- _Task requirements_: Copy each entry exactly, leaving nothing out.

- _Supplied records_:
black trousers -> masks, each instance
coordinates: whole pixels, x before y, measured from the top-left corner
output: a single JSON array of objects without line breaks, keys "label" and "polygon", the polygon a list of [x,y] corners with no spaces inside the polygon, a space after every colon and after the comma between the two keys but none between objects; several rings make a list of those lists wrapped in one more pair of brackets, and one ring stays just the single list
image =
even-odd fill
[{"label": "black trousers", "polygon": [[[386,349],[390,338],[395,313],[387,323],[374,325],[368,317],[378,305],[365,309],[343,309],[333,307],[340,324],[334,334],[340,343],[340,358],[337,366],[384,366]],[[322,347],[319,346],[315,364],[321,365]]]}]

- _Response_:
black trousers -> masks, each instance
coordinates: whole pixels, x before y, measured from the top-left corner
output: a single JSON array of objects without line breaks, keys "label" and "polygon", the polygon a list of [x,y] corners with no spaces inside the polygon, a space after every colon and after the comma between the two keys but none between objects; several rings make a list of those lists wrapped in one more pair of brackets, and one ring stays just the single list
image =
even-odd fill
[{"label": "black trousers", "polygon": [[[386,349],[390,338],[395,313],[387,323],[374,325],[368,317],[378,305],[365,309],[343,309],[333,307],[340,324],[334,334],[340,343],[340,358],[337,366],[384,366]],[[322,347],[319,346],[315,364],[321,365]]]}]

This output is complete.